▸ **WORK ORDER A**
Answer these questions using the passage on online discussion boards:
(i) Which university is Laurie Bedford from?
(ii) After reviewing the data from student posts, what did Bedford do with the individual answers?
(iii) The process moves the instructor's role toward what?
▸ **WORK ORDER B**
From the passage on online discussion boards, copy the stretch from "After reviewing the" through "ongoing learning process." word for word.
▸ **WORK ORDER C**
Write what comes next in the passage on online discussion boards, picking up after its last sentence.

━━━━━ TEXT SHOWN

In her PASSHE virtual conference session “Faculty Development for Engaging Online Discussion Participation,” Laurie Bedford of Walden University shared a method of reflective practice through analysis of online discussion boards. Instead of just responding to each individual student’s posts, she looked at the discussion board holistically in terms of whether or not students were meeting course outcomes through their participation. Some questions to consider about student discussion posts included: In what ways were responses similar and different? How well did students seem to understand key concepts? Was a larger class perspective emerging from the different personal points of view?
After reviewing the data collected from student posts, Bedford coded individual answers and looked for categories to emerge. From this overall perspective, she could identify gaps in student knowledge where large percentages of the class missed important points or failed to reference required reading sources. With this new reflective knowledge, she adjusted her instruction by crafting new, more pointed discussion questions or by providing students with immediate feedback that guided them to more links between concepts and a more informed context for continuing the dialogue. This kind of process shifts the instructor’s role away from a passive monitor and evaluator towards an active participant and collaborator with students in an ongoing learning process.

━━━━━━━━━━
━━━━━ INFORMATION SHOWN

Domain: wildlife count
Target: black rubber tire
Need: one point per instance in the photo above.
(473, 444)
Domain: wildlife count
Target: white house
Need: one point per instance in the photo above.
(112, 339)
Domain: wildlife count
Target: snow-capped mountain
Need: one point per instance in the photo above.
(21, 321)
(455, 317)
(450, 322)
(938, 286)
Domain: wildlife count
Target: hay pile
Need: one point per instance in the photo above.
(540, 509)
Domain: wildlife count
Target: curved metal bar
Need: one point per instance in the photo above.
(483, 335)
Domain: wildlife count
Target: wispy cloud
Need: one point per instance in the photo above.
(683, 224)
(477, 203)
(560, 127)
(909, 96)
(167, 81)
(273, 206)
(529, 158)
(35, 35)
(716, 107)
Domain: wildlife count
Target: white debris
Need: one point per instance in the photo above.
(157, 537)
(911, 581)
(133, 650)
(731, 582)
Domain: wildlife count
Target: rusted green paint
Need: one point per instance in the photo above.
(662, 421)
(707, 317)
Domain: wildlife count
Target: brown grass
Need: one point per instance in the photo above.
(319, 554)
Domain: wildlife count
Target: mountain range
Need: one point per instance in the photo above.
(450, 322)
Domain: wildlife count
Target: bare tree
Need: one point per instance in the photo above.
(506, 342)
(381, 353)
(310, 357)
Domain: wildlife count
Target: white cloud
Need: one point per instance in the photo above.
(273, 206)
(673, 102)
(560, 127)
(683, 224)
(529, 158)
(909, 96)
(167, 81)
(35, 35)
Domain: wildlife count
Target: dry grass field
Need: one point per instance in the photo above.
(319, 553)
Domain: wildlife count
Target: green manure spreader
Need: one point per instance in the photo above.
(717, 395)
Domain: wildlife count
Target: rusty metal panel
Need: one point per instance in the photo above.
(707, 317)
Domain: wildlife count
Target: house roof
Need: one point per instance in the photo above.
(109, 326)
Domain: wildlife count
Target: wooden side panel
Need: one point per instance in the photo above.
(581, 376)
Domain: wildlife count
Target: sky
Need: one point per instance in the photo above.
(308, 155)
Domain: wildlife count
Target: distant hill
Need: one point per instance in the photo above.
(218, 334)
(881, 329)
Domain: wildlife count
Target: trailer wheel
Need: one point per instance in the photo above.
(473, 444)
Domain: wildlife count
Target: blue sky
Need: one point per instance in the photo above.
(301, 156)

━━━━━━━━━━
━━━━━ INFORMATION SHOWN

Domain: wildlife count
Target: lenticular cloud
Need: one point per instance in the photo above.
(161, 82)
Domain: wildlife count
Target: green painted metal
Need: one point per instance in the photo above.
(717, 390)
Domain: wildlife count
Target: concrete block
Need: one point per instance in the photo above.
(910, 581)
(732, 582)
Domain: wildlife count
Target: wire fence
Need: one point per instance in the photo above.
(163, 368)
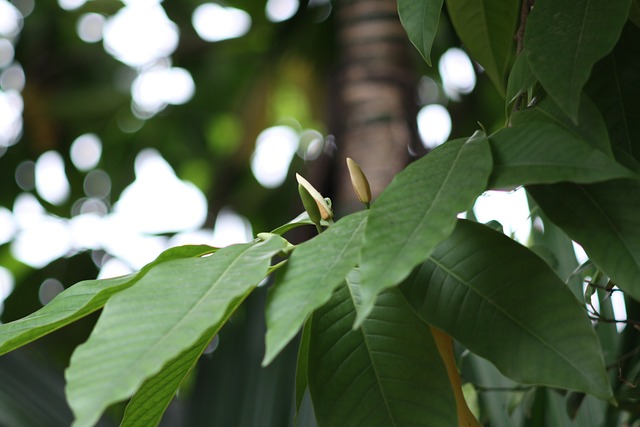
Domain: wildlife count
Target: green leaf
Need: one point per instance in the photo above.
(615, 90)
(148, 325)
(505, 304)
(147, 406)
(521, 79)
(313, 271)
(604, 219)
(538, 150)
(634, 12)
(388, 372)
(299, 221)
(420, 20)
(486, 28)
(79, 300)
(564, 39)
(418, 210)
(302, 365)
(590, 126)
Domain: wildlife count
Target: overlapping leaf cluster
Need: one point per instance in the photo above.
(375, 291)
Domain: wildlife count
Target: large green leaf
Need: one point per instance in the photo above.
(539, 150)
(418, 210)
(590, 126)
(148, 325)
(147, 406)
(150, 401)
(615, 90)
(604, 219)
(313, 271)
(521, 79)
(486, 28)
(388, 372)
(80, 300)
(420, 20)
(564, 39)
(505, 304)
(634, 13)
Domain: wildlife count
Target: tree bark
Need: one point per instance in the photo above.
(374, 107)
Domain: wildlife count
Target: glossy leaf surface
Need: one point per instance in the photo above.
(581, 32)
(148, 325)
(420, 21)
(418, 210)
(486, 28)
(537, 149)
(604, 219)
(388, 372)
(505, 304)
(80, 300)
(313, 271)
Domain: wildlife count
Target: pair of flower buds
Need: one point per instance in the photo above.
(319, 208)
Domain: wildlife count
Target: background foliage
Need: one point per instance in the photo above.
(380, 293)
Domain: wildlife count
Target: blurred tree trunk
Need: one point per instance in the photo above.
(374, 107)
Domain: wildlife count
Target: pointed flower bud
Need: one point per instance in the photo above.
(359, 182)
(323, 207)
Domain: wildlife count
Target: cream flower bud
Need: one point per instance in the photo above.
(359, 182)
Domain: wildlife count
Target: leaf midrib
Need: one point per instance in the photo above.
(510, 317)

━━━━━━━━━━
━━━━━ INFORMATION SHOWN

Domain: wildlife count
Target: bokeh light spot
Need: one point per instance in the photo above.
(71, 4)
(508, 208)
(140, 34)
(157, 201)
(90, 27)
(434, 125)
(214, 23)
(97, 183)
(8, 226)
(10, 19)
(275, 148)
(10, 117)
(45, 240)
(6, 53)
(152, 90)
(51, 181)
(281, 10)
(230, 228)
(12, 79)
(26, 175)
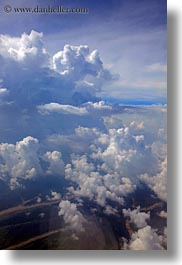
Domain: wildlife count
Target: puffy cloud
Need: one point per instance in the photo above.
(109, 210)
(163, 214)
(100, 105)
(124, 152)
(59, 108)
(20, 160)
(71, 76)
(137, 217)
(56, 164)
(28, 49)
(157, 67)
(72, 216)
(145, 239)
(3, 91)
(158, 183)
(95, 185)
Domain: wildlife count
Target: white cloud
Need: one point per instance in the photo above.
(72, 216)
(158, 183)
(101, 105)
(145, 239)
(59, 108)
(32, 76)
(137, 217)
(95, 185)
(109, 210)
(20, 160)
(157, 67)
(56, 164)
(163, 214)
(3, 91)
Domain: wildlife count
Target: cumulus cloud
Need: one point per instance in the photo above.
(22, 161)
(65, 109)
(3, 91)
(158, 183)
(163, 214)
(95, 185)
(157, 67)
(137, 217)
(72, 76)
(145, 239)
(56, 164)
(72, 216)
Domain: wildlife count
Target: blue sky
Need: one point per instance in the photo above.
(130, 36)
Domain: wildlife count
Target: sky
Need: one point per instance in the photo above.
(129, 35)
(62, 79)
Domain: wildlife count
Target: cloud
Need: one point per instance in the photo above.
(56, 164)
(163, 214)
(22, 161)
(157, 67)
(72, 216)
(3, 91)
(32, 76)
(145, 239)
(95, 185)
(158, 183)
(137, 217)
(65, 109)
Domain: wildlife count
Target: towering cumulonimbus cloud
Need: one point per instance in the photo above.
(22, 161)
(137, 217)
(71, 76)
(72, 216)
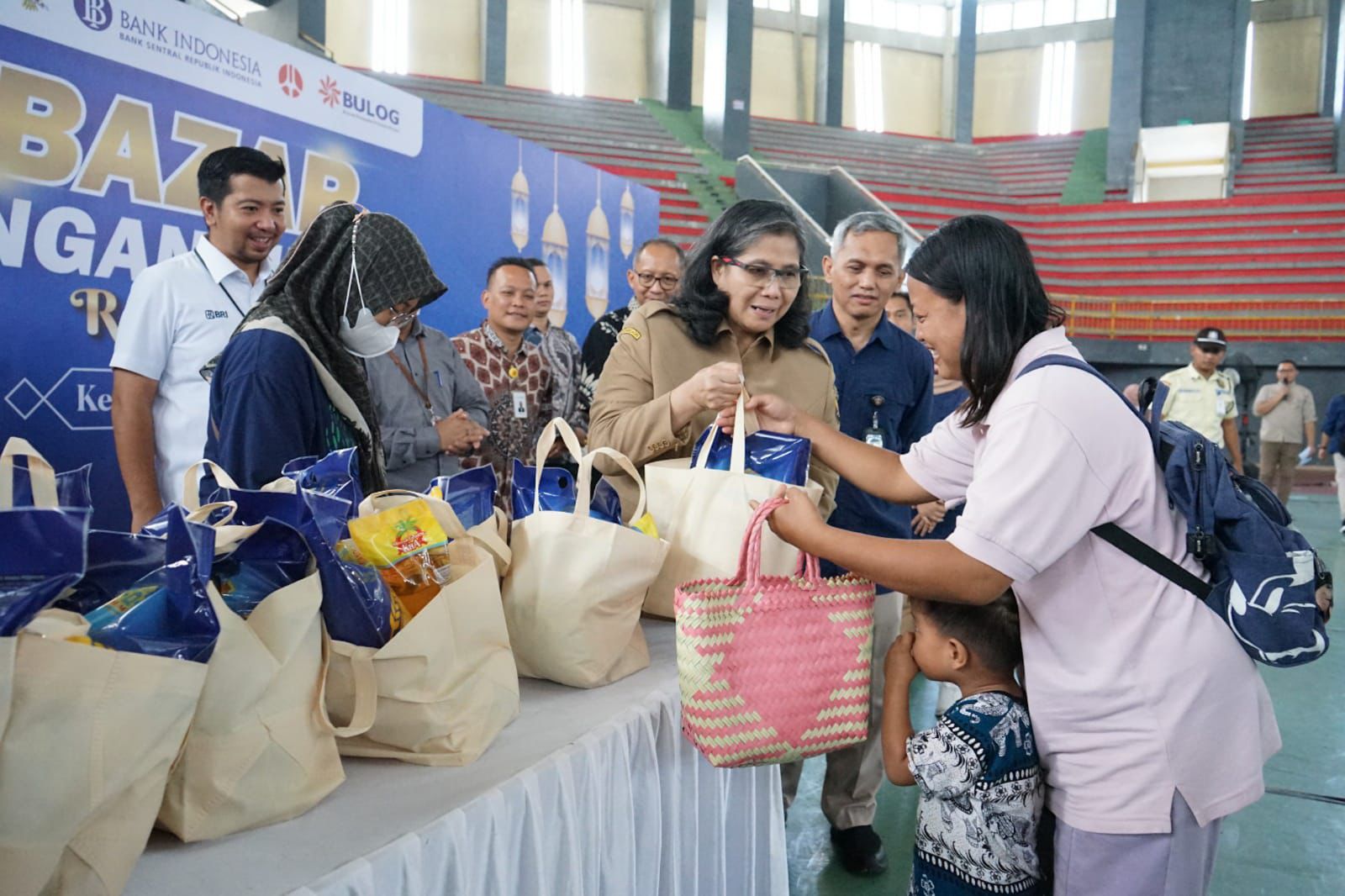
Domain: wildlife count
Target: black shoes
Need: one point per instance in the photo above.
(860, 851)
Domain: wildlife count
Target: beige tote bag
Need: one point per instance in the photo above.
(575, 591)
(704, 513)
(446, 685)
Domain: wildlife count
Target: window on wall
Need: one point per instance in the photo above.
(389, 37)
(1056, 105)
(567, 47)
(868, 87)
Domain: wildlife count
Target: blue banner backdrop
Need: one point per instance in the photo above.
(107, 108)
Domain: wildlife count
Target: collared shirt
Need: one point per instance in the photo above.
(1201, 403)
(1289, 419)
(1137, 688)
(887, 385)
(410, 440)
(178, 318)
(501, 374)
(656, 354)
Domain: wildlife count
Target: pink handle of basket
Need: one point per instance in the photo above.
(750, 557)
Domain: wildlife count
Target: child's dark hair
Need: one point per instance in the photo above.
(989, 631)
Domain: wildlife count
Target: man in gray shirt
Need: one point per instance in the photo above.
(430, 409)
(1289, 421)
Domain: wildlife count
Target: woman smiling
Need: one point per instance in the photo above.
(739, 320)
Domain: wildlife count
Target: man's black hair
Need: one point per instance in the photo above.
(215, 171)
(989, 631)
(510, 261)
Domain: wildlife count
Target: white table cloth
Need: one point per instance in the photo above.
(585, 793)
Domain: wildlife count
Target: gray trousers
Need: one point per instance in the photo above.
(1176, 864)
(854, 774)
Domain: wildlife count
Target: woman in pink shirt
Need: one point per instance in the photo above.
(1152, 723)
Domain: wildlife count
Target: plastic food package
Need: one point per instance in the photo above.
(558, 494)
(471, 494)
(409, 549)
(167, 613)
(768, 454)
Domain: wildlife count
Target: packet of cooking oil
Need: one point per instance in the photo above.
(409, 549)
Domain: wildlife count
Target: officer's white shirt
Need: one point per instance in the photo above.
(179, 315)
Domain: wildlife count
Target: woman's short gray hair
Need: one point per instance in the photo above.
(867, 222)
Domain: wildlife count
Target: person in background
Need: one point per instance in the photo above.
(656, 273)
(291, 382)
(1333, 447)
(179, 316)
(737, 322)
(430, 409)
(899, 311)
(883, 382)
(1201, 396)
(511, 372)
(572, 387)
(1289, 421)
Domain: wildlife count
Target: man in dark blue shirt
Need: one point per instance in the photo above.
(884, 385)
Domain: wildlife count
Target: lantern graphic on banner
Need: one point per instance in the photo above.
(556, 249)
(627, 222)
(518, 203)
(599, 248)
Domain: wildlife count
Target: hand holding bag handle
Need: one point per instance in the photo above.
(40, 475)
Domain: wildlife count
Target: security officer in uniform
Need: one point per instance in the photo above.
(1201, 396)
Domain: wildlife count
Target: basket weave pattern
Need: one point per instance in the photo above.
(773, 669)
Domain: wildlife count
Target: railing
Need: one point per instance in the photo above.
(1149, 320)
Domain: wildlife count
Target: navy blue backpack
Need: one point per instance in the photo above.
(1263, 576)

━━━━━━━━━━

▸ **ANSWER SECTION A**
(i) Walden University
(ii) She coded them and looked for categories to emerge.
(iii) An active participant and collaborator with students in an ongoing learning process

▸ **ANSWER SECTION B**
After reviewing the data collected from student posts, Bedford coded individual answers and looked for categories to emerge. From this overall perspective, she could identify gaps in student knowledge where large percentages of the class missed important points or failed to reference required reading sources. With this new reflective knowledge, she adjusted her instruction by crafting new, more pointed discussion questions or by providing students with immediate feedback that guided them to more links between concepts and a more informed context for continuing the dialogue. This kind of process shifts the instructor’s role away from a passive monitor and evaluator towards an active participant and collaborator with students in an ongoing learning process.

▸ **ANSWER SECTION C**
The examples from the PASSHE session remind us that the job of engaging in reflective practice is multi-faceted and continuous. In his 1998 article “Critically Reflective Practice”, Stephen Brookfield challenges educators to constantly research their assumptions by critically viewing practice through the four lenses of their own autobiography as a learner, the eyes of their learners, the perception of their colleagues, and the theoretical, philosophical, and research literature. After twenty years of technological advancement, we can add educational technology as a fifth lens to show us a different view of our practices and as a tool to help us collect data, find new perspectives, and record our reflections.
To continue your reflective practice, leverage the technology to gather information and then consider keeping a journal, a blog, or audio/visual recordings of your reflections and observations. Use campus information channels to find a mentor among your colleagues by attending campus sharing sessions or by reaching out to others via email and social media. No matter what tool you use, your students benefit when you reflect critically on their feedback and continually improve your teaching practices so that they coalesce well with the changing fields of higher education, technology, and with the greater context of the Lasallian mission.